Passage shown:

※ ※ ※

# A Little Spindle Help Needed.



## Fremen (Mar 30, 2016)

Hello all.

Need a little help here. I believe  I have something stuck in my spindle.
My guess is a taper adapter but am not sure.

I just bought a collet draw bar and it hits the base of this as it would appear that the spindle is not the same ID all the way through.


----------



## Paul in OKC (Mar 30, 2016)

Slide something aluminum, or even wood thru the opposite end and give it some taps.


----------



## TommyD (Mar 30, 2016)

When you look through the back side of the spindle can you see the back edge of the piece? 

Do you have a metal bar long enough to go through the spindle from the back and give it a couple of sharp raps on the back edge to see if you can jar it loose? Place something on the bed to catch it if/when it pops out.


----------



## Fremen (Mar 30, 2016)

So after about 10 gentle hits with an aluminium rod I switched out to Brass and two hits with that and it is free.

I now have a Colette adapter that fits!

Any idea what type of threads the Levered adapter uses?


----------



## brino (Mar 30, 2016)

Hi Fremen,

First welcome to the site! You will find a pile of wonderful folks here. Everyone willing to help with no attitude.

What model is your SouthBend?
Mine is a catalog number 409R, with a 4-1/2' bed, and a 1.5 x 8TPI spindle thread.
The best accessory I bought was:
http://www.bealltool.com/products/turning/colletchuck.php
They are standard ER-32 collets and I have bought a number of various metric and imperial sizes.

Second, sorry I have no idea about the "Levered" adapter. However a decent thread gauge is a necessity for identifying various threads. It is a worth while investment and will get used plenty.

You may want to check out Cardon Tools. They are in the old Rick's Marina building on hwy. 7 near Perth, Ontario. It is an owner-operated, small town shop that specializes in machine tools. They carry a wide assortment of "stuff" from various sources. Full disclosure: I am only a (very) happy customer; I have no financial interest. I did buy a used Mitutoyo thread gauge from them.

Have Fun!
-brino


----------



## Fremen (Mar 31, 2016)

Hi Brino,

The lathe is a 9a with the 4.5 bed I believe.

SN = 51941NAR10

Have not been able to figure out what the 10 means.

Here is what the levered adapter looks like.


----------



## Fremen (Mar 31, 2016)

I know Cardon's well. Stop by often on my way through Perth.

I find for somethings they have great prices and for others just out of this world what they want.


----------



## Steve Shannon (Mar 31, 2016)

Fremen said:


> Hi Brino,
> 
> The lathe is a 9a with the 4.5 bed I believe.
> 
> ...



That's a lever collet closer. Here's another example.

http://www.roviworkholding.com/cate...d6IatWtrUpuBrSw77Ov075I2C2xA8_2lTXxoC8q_w_wcB


----------



## LucknowKen (Mar 31, 2016)

Hi Fremen: I would say welcome but i am just new here as well.
Did you buy the lathe when you bought the collets? (The peg leg lathe)
If so i for one would love to see some pictures.
The PDF below may help. I could not find it again in the downloads section.


----------



## Fremen (Apr 1, 2016)

I have had the lathe for about 2 years now. Just got the adapter. It was a Kijiji find.


----------



## sbx (Apr 1, 2016)

※ ※ ※

(Pointing dataset records)
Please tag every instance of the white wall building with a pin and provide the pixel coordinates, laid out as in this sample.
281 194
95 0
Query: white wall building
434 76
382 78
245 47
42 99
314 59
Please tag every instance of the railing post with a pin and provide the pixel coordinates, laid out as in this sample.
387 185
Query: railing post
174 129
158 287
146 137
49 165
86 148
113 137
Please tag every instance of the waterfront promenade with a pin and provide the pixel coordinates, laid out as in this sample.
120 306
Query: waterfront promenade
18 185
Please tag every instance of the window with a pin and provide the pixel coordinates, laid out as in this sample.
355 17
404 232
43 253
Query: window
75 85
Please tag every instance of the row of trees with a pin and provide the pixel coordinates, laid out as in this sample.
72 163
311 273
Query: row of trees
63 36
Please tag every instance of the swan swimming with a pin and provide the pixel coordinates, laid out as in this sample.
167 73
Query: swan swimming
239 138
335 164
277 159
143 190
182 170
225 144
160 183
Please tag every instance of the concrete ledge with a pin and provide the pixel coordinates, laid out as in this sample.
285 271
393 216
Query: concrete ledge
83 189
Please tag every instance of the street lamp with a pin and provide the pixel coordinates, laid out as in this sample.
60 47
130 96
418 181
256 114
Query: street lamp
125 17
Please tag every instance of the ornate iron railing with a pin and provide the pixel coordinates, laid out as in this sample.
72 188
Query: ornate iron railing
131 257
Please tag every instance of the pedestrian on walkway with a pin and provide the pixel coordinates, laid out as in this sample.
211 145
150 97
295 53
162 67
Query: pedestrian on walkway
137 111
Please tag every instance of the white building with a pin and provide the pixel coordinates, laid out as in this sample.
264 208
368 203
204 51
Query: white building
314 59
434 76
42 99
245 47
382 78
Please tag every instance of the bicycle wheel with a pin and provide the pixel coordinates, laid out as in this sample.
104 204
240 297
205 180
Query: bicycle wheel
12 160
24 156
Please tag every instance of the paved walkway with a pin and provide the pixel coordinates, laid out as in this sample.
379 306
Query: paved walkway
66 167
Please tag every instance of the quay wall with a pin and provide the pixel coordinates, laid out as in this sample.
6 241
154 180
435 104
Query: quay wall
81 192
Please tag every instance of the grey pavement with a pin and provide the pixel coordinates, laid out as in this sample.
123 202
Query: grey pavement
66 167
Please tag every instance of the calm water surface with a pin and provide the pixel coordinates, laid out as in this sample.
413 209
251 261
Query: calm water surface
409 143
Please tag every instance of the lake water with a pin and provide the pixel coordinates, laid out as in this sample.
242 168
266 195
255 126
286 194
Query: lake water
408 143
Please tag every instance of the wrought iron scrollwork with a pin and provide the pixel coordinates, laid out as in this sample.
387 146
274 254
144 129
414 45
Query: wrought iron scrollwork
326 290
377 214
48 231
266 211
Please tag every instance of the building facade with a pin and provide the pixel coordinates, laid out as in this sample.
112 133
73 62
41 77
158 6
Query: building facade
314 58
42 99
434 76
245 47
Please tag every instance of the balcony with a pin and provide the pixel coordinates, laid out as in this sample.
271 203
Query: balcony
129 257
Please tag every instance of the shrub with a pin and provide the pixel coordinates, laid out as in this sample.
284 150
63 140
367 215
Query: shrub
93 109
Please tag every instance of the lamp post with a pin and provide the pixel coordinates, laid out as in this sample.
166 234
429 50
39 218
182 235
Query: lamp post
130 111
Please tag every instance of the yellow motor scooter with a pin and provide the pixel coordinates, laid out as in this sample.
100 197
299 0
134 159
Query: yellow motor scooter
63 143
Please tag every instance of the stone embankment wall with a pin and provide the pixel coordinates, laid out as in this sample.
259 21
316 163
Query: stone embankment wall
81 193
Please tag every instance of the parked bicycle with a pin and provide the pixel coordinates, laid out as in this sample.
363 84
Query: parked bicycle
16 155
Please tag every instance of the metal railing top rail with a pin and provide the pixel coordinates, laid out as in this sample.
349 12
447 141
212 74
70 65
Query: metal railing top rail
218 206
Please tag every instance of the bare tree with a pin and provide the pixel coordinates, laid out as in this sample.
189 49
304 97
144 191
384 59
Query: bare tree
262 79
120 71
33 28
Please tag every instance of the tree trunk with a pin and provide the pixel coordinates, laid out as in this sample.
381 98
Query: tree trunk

※ ※ ※

Problems to work on:
- A) In the forum thread about the stuck spindle piece, what material was the rod that finally knocked the piece free?
- B) Print the part of the stuck-spindle thread that opens with the words containing "The best accessory" and closes with "gauge from them.".
- C) Give what comes next in the forum thread about the stuck lathe spindle piece, picking up from its final line.
The records have no connection to the forum thread about the stuck spindle piece.

Task answers:
- A) Brass, after two hits.

- B)
The best accessory I bought was:
http://www.bealltool.com/products/turning/colletchuck.php
They are standard ER-32 collets and I have bought a number of various metric and imperial sizes.

Second, sorry I have no idea about the "Levered" adapter. However a decent thread gauge is a necessity for identifying various threads. It is a worth while investment and will get used plenty.

You may want to check out Cardon Tools. They are in the old Rick's Marina building on hwy. 7 near Perth, Ontario. It is an owner-operated, small town shop that specializes in machine tools. They carry a wide assortment of "stuff" from various sources. Full disclosure: I am only a (very) happy customer; I have no financial interest. I did buy a used Mitutoyo thread gauge from them.

- C)
The lever and handwheel are 99% 3C. That is the south bend standard for the 9" and I think smaller some smaller 10"ers. The thread size is an oddball,  0.640" x 26tpi. I'd guess both collet closers (the lever and handwheel) are the same. It fits the 3C collet male threads. I have the lever closer on my 9a and like it a lot. Congrats. The handwheel is redundant to the lever. 

Do you have the 3C spindle adapter? You'll need one. You can either machine one yourself or buy one on ebay. I think there are a few aftermarket ones floating around as well. I made a 3C collet block myself on the lathe, so pretty sure you can make an adapter, but the originals are nicely made, original and ground smooth.

You'll also want a thread protector. It aids in removing the 3C spindle adapter (via spanner wrench), and protects the exposed spindle threads when you're using the collet. Again, you could make this yourself if you want.

Here is an example pic of mine to show you what I mean.  The spindle adapter holds the collet, the bronze looking piece is the thread protector.




Hope that helps.


----------



## LucknowKen (Apr 2, 2016)

Hi Fremen: I posted a link on THM to the lathe that lister was selling. (Same Kijiji poster i believe).
I wanted to buy that collet set but am located too far away.
I doubt you have any "buyers remorse" but just in case:


----------



## Fremen (Apr 4, 2016)

SBX:

I do have the adapter and the thread protector just not in the picture posted. I am missing the spanner though.
The other part missing is the bolt needed to attach the unit to the lathe.

LucknowKen:

That is not the one I bought. I am in Ottawa and that would have been a bit of a trip to go pick up as well.


----------



## sbx (Apr 4, 2016)

Fremen,

The bolt is pretty simple. Just an extended head fillister. Is your headstock tapped? Mine was, but have heard that some are not. I can give you dimensions on the "bolt" if you want. You could probably make one fairly easily yourself. Heck, even a long SHCS + a custom bushing should do the trick. All it does is secure the arm to the headstock. I also am missing a spanner, and need to make one up some day. Making due with an adjustable spanner, but its barely adequate (smaller pin).


----------



## Fremen (Apr 4, 2016)

SBX:

Thankfully my headstock is already tapped for it. So if you would be so kind to send me the measurements on the bolt that would be great.


----------



## sbx (Apr 5, 2016)

Fremen - Here ya go. This is based on the actual part. 

Overall Length: 2.13"
Threaded portion: .75" of 3/8-16 (if I had to guess it was threaded to the shoulder with a die originally.)
Diameter of the main bolt body: .500"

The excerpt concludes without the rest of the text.